[[ Data for analysis, beginning ]]
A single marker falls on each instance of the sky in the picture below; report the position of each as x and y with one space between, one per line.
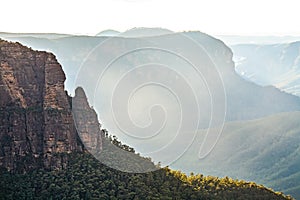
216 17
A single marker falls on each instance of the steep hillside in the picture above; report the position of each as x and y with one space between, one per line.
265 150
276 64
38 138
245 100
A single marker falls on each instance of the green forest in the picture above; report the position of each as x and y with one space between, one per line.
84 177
[[ Data for analysis, end ]]
[[ Data for analysis, beginning ]]
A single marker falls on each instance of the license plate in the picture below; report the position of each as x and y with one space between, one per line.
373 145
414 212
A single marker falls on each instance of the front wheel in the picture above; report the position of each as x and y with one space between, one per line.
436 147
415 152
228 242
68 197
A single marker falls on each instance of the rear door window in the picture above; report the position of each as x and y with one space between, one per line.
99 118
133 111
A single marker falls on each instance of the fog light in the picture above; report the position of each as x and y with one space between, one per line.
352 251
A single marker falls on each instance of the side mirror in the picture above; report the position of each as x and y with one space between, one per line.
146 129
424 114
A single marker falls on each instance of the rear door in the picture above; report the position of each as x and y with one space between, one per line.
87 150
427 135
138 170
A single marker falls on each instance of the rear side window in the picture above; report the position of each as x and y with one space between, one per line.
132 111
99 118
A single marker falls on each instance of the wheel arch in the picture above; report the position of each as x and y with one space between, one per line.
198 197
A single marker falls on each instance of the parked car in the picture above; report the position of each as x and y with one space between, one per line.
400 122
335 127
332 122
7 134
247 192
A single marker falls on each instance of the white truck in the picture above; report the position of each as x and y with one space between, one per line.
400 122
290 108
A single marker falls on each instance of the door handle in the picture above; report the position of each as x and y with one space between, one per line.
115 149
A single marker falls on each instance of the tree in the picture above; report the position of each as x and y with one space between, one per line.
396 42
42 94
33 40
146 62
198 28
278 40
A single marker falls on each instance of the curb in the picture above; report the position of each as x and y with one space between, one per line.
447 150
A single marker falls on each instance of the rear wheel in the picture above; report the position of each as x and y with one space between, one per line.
[[ Data for analysis, end ]]
■ **Exercise aim**
Reproduce word for word the material above, starting with the line that has "A single marker falls on each instance of the curb" and stopping after the line that has "A single marker falls on each instance of the rear wheel".

■ **Task answer**
A single marker falls on each instance of the curb in the picture above; report the position of each as x and y with one space between, one per line.
447 150
A single marker falls on each instance of the rear wheel in the picture above; report the position of each as x and y with one space between, one per line.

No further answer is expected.